■ **Image location labeling entries**:
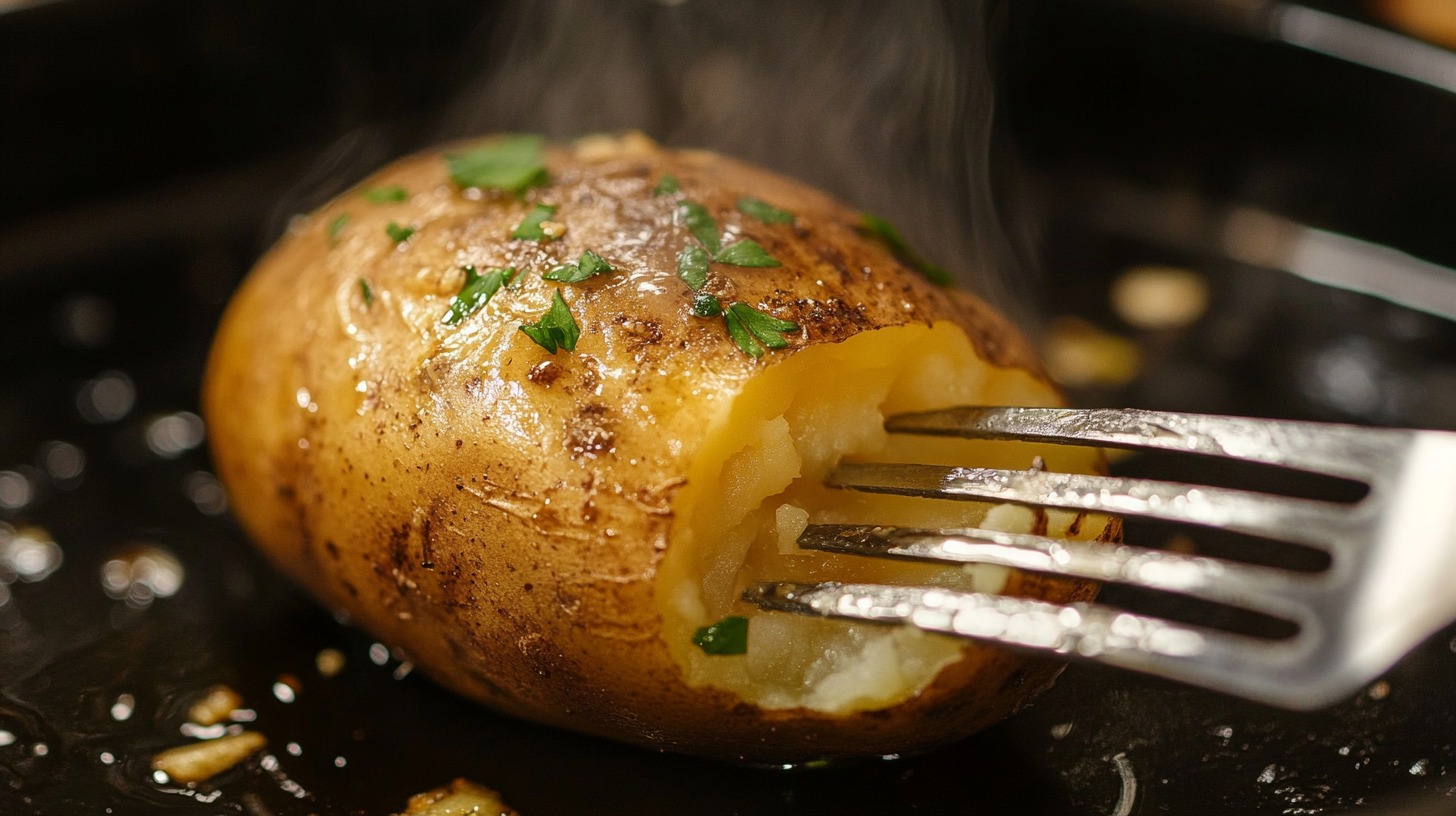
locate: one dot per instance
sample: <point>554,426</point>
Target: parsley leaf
<point>765,212</point>
<point>746,254</point>
<point>753,330</point>
<point>476,292</point>
<point>706,306</point>
<point>696,219</point>
<point>728,636</point>
<point>398,233</point>
<point>587,265</point>
<point>891,238</point>
<point>666,185</point>
<point>556,328</point>
<point>386,194</point>
<point>530,226</point>
<point>511,163</point>
<point>335,228</point>
<point>692,267</point>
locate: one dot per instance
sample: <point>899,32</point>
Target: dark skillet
<point>144,147</point>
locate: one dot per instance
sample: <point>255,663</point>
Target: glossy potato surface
<point>539,531</point>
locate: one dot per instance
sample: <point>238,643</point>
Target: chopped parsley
<point>335,228</point>
<point>706,306</point>
<point>666,185</point>
<point>746,254</point>
<point>728,636</point>
<point>530,226</point>
<point>476,292</point>
<point>556,328</point>
<point>386,194</point>
<point>765,212</point>
<point>891,238</point>
<point>753,330</point>
<point>692,267</point>
<point>398,233</point>
<point>587,265</point>
<point>511,163</point>
<point>702,225</point>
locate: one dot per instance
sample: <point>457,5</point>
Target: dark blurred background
<point>1097,168</point>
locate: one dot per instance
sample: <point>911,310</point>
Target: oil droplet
<point>123,708</point>
<point>329,662</point>
<point>284,692</point>
<point>175,434</point>
<point>63,461</point>
<point>28,554</point>
<point>141,574</point>
<point>107,398</point>
<point>15,490</point>
<point>206,493</point>
<point>377,653</point>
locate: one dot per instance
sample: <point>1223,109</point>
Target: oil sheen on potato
<point>536,414</point>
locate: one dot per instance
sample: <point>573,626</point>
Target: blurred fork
<point>1389,585</point>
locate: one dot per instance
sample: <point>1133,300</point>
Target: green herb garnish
<point>706,306</point>
<point>511,163</point>
<point>753,330</point>
<point>666,185</point>
<point>746,254</point>
<point>765,212</point>
<point>885,232</point>
<point>702,225</point>
<point>335,228</point>
<point>386,194</point>
<point>476,292</point>
<point>728,636</point>
<point>398,233</point>
<point>587,265</point>
<point>556,328</point>
<point>530,226</point>
<point>692,267</point>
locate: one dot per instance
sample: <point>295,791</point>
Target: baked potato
<point>536,414</point>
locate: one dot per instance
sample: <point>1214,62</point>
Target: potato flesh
<point>762,468</point>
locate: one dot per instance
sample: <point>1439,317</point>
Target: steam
<point>888,105</point>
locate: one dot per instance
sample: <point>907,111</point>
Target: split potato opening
<point>757,481</point>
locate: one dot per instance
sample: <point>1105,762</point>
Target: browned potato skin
<point>498,512</point>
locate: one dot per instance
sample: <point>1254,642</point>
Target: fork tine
<point>1241,665</point>
<point>1263,589</point>
<point>1298,520</point>
<point>1343,450</point>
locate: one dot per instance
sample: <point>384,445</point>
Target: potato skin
<point>500,512</point>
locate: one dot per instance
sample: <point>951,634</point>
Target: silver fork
<point>1391,580</point>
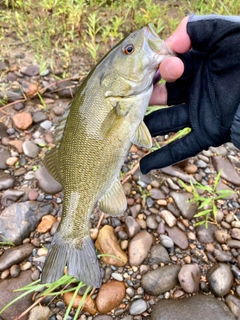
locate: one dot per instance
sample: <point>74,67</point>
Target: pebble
<point>107,243</point>
<point>161,279</point>
<point>138,248</point>
<point>158,254</point>
<point>30,149</point>
<point>178,237</point>
<point>110,296</point>
<point>46,182</point>
<point>220,279</point>
<point>39,313</point>
<point>6,181</point>
<point>195,307</point>
<point>19,219</point>
<point>137,307</point>
<point>188,209</point>
<point>15,255</point>
<point>168,217</point>
<point>189,278</point>
<point>22,120</point>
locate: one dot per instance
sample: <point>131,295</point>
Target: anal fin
<point>142,137</point>
<point>114,201</point>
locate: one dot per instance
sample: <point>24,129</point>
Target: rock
<point>206,235</point>
<point>6,181</point>
<point>31,71</point>
<point>196,307</point>
<point>4,155</point>
<point>15,255</point>
<point>188,209</point>
<point>46,182</point>
<point>132,227</point>
<point>158,254</point>
<point>110,296</point>
<point>189,277</point>
<point>7,295</point>
<point>11,196</point>
<point>107,243</point>
<point>168,217</point>
<point>46,223</point>
<point>39,313</point>
<point>19,219</point>
<point>137,307</point>
<point>22,120</point>
<point>161,279</point>
<point>166,241</point>
<point>220,279</point>
<point>30,149</point>
<point>178,237</point>
<point>89,304</point>
<point>138,248</point>
<point>228,171</point>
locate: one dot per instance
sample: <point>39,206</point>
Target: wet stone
<point>161,279</point>
<point>4,155</point>
<point>220,279</point>
<point>6,181</point>
<point>196,307</point>
<point>30,149</point>
<point>188,209</point>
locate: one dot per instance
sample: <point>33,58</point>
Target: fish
<point>92,141</point>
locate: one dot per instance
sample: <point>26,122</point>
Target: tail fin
<point>82,263</point>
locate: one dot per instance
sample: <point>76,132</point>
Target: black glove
<point>207,95</point>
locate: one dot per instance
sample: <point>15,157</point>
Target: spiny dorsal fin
<point>142,137</point>
<point>114,200</point>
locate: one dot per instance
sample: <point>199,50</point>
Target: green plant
<point>207,203</point>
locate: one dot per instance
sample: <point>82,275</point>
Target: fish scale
<point>92,141</point>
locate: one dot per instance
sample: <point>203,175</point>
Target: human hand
<point>206,93</point>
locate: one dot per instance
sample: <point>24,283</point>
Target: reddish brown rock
<point>107,243</point>
<point>110,296</point>
<point>22,120</point>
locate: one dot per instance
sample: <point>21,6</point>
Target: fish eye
<point>128,49</point>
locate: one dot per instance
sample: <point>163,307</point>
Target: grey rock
<point>11,196</point>
<point>46,182</point>
<point>4,155</point>
<point>6,181</point>
<point>137,307</point>
<point>206,235</point>
<point>132,227</point>
<point>30,149</point>
<point>138,248</point>
<point>160,280</point>
<point>178,237</point>
<point>188,209</point>
<point>189,277</point>
<point>197,307</point>
<point>20,219</point>
<point>158,254</point>
<point>220,279</point>
<point>7,294</point>
<point>15,255</point>
<point>228,171</point>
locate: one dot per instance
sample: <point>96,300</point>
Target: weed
<point>208,202</point>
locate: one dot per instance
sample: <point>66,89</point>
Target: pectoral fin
<point>142,136</point>
<point>114,201</point>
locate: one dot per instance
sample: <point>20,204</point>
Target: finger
<point>180,41</point>
<point>170,154</point>
<point>171,69</point>
<point>167,120</point>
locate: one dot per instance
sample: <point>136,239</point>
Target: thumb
<point>180,41</point>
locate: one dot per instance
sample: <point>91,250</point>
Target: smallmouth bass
<point>92,141</point>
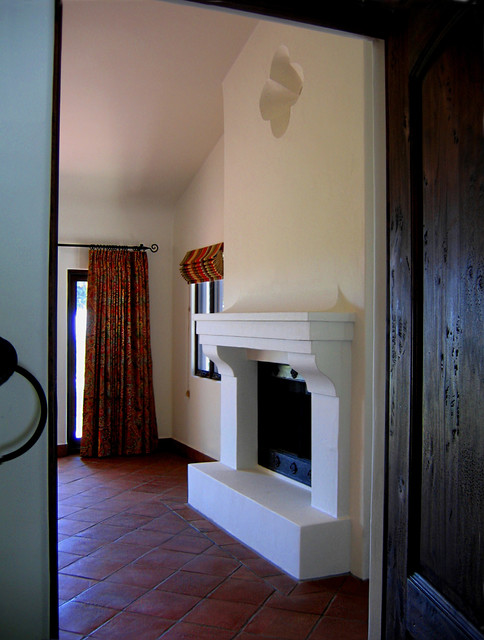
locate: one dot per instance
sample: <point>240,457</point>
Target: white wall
<point>26,57</point>
<point>199,221</point>
<point>295,206</point>
<point>91,210</point>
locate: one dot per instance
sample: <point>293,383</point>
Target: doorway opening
<point>76,345</point>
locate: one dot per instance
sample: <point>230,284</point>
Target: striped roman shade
<point>203,265</point>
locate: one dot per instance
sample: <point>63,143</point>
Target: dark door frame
<point>73,277</point>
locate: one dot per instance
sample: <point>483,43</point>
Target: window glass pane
<point>219,295</point>
<point>203,297</point>
<point>80,340</point>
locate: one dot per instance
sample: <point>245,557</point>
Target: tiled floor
<point>136,563</point>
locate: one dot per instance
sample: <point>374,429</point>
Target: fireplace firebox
<point>284,421</point>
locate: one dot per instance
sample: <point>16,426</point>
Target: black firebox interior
<point>284,422</point>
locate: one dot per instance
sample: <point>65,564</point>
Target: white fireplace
<point>306,531</point>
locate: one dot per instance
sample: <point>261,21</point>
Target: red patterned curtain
<point>119,410</point>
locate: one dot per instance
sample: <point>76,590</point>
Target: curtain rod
<point>140,247</point>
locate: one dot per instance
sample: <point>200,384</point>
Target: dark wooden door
<point>435,483</point>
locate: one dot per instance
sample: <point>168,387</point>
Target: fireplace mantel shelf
<point>305,531</point>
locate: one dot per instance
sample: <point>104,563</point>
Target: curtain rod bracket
<point>141,247</point>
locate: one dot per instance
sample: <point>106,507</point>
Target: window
<point>207,298</point>
<point>76,340</point>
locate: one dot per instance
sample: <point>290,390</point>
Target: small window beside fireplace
<point>284,422</point>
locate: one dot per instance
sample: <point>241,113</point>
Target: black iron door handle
<point>8,366</point>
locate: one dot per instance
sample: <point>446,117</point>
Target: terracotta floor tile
<point>110,594</point>
<point>213,565</point>
<point>221,537</point>
<point>95,568</point>
<point>168,522</point>
<point>121,551</point>
<point>140,575</point>
<point>132,626</point>
<point>204,525</point>
<point>83,618</point>
<point>323,584</point>
<point>91,514</point>
<point>307,603</point>
<point>71,527</point>
<point>250,636</point>
<point>191,584</point>
<point>262,567</point>
<point>348,607</point>
<point>68,635</point>
<point>188,631</point>
<point>243,573</point>
<point>151,509</point>
<point>166,558</point>
<point>105,532</point>
<point>283,583</point>
<point>355,587</point>
<point>65,559</point>
<point>160,571</point>
<point>239,550</point>
<point>339,629</point>
<point>79,545</point>
<point>221,552</point>
<point>220,613</point>
<point>283,625</point>
<point>170,606</point>
<point>250,592</point>
<point>71,586</point>
<point>66,510</point>
<point>190,543</point>
<point>131,520</point>
<point>145,538</point>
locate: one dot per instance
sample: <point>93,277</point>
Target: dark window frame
<point>214,292</point>
<point>73,277</point>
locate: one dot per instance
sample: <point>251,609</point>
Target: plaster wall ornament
<point>281,91</point>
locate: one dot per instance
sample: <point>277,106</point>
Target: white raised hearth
<point>305,531</point>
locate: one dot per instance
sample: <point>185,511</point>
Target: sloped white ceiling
<point>141,91</point>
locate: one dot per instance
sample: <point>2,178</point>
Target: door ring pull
<point>8,366</point>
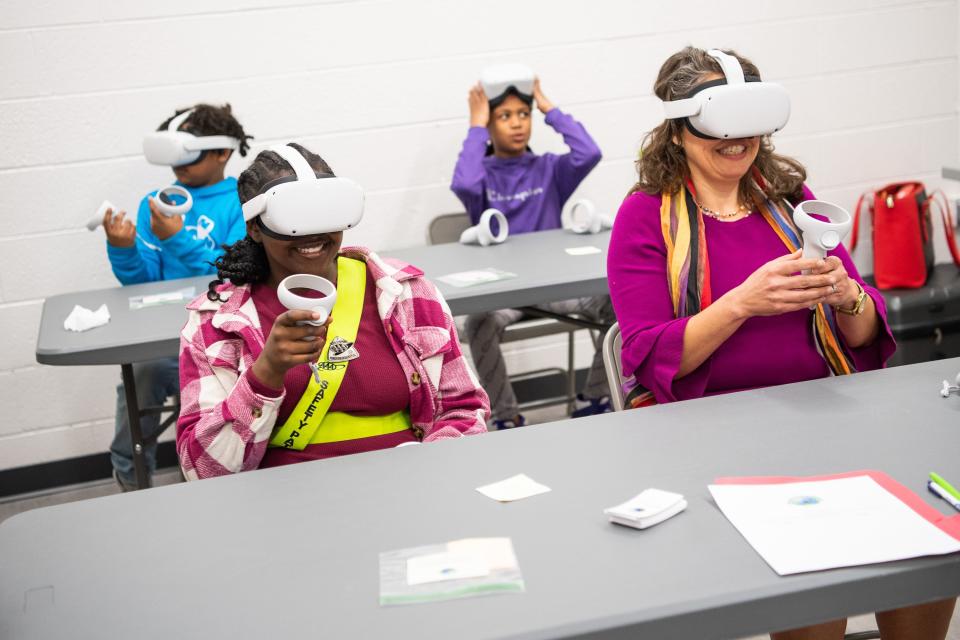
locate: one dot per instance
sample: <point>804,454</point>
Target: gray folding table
<point>545,273</point>
<point>292,552</point>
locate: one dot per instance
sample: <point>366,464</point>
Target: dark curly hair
<point>245,261</point>
<point>208,120</point>
<point>662,167</point>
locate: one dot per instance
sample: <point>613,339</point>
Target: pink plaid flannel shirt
<point>224,425</point>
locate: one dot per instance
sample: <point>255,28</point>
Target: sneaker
<point>510,424</point>
<point>596,406</point>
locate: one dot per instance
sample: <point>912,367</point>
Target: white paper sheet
<point>582,251</point>
<point>473,278</point>
<point>516,488</point>
<point>809,526</point>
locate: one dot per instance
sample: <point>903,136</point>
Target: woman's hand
<point>120,231</point>
<point>844,292</point>
<point>163,226</point>
<point>479,106</point>
<point>543,102</point>
<point>288,345</point>
<point>776,288</point>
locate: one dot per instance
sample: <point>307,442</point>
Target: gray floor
<point>18,504</point>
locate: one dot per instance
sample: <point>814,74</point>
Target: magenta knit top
<point>764,351</point>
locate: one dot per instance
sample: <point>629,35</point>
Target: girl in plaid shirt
<point>244,360</point>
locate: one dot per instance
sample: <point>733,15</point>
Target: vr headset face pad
<point>169,148</point>
<point>508,79</point>
<point>754,108</point>
<point>297,208</point>
<point>510,91</point>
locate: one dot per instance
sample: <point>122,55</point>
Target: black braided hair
<point>208,120</point>
<point>245,261</point>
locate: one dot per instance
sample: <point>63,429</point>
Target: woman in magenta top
<point>728,308</point>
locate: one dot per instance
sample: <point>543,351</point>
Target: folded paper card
<point>650,507</point>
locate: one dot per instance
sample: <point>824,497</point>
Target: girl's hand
<point>163,226</point>
<point>288,345</point>
<point>543,103</point>
<point>479,106</point>
<point>120,231</point>
<point>776,287</point>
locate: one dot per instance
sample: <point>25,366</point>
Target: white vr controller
<point>820,236</point>
<point>324,306</point>
<point>168,206</point>
<point>175,148</point>
<point>736,106</point>
<point>582,217</point>
<point>482,233</point>
<point>498,79</point>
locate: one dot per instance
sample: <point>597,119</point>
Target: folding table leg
<point>133,419</point>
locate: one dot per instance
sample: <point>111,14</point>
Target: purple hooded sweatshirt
<point>530,190</point>
<point>764,351</point>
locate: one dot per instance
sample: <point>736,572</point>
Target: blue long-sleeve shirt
<point>531,189</point>
<point>214,220</point>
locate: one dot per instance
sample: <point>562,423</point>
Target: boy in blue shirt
<point>162,247</point>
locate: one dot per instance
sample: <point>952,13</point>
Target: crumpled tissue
<point>81,318</point>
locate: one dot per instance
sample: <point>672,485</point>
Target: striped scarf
<point>688,277</point>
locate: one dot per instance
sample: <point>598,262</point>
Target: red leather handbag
<point>903,233</point>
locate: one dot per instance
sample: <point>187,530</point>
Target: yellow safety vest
<point>310,422</point>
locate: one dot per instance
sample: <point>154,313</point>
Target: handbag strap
<point>943,203</point>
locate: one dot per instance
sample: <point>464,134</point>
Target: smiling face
<point>718,162</point>
<point>510,127</point>
<point>315,254</point>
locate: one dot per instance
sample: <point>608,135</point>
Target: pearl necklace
<point>723,216</point>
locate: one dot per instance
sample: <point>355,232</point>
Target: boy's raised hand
<point>479,106</point>
<point>120,231</point>
<point>543,102</point>
<point>163,226</point>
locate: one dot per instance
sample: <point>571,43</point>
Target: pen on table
<point>946,486</point>
<point>942,493</point>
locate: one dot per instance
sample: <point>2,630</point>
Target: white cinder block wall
<point>379,88</point>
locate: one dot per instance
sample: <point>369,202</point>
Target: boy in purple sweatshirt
<point>497,169</point>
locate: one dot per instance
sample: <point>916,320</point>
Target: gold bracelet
<point>859,305</point>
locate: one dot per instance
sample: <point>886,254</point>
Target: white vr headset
<point>582,217</point>
<point>732,107</point>
<point>174,148</point>
<point>305,204</point>
<point>482,232</point>
<point>498,80</point>
<point>323,305</point>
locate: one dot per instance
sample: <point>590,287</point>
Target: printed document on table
<point>809,526</point>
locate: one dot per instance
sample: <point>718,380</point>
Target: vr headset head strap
<point>732,70</point>
<point>179,120</point>
<point>296,161</point>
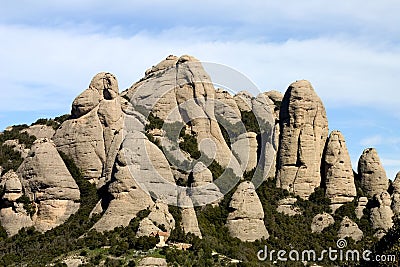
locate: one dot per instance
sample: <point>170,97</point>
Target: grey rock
<point>348,228</point>
<point>287,206</point>
<point>381,216</point>
<point>373,176</point>
<point>362,204</point>
<point>246,221</point>
<point>304,130</point>
<point>340,187</point>
<point>321,221</point>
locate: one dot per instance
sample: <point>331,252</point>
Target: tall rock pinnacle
<point>304,130</point>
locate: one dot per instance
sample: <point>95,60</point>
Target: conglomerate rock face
<point>108,138</point>
<point>304,130</point>
<point>246,221</point>
<point>93,137</point>
<point>396,195</point>
<point>51,191</point>
<point>373,176</point>
<point>340,186</point>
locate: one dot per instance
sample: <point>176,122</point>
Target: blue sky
<point>350,51</point>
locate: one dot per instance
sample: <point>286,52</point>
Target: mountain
<point>172,157</point>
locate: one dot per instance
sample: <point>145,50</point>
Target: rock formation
<point>147,227</point>
<point>245,150</point>
<point>179,89</point>
<point>381,216</point>
<point>348,228</point>
<point>321,221</point>
<point>274,104</point>
<point>243,101</point>
<point>153,262</point>
<point>203,191</point>
<point>12,186</point>
<point>226,107</point>
<point>246,221</point>
<point>287,207</point>
<point>373,176</point>
<point>189,221</point>
<point>396,195</point>
<point>17,147</point>
<point>48,183</point>
<point>362,204</point>
<point>128,198</point>
<point>160,216</point>
<point>304,130</point>
<point>13,216</point>
<point>40,131</point>
<point>339,183</point>
<point>93,137</point>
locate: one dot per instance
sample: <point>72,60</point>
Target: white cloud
<point>343,72</point>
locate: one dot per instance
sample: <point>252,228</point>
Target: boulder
<point>40,131</point>
<point>153,262</point>
<point>246,220</point>
<point>226,107</point>
<point>274,104</point>
<point>321,221</point>
<point>373,176</point>
<point>48,183</point>
<point>245,150</point>
<point>12,186</point>
<point>189,221</point>
<point>17,147</point>
<point>160,215</point>
<point>182,82</point>
<point>243,101</point>
<point>147,227</point>
<point>362,204</point>
<point>348,228</point>
<point>396,195</point>
<point>14,220</point>
<point>287,206</point>
<point>128,198</point>
<point>263,111</point>
<point>92,138</point>
<point>203,191</point>
<point>304,130</point>
<point>381,216</point>
<point>339,177</point>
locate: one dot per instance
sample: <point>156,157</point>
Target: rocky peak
<point>340,187</point>
<point>373,176</point>
<point>246,220</point>
<point>11,185</point>
<point>93,137</point>
<point>304,130</point>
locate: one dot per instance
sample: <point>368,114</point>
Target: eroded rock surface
<point>49,185</point>
<point>340,186</point>
<point>373,176</point>
<point>92,138</point>
<point>348,228</point>
<point>321,221</point>
<point>304,130</point>
<point>381,216</point>
<point>246,221</point>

■ **Instructions for the task**: Count the lines of the entries above that contain the word "dark". Give only the number.

■ **The output**: 6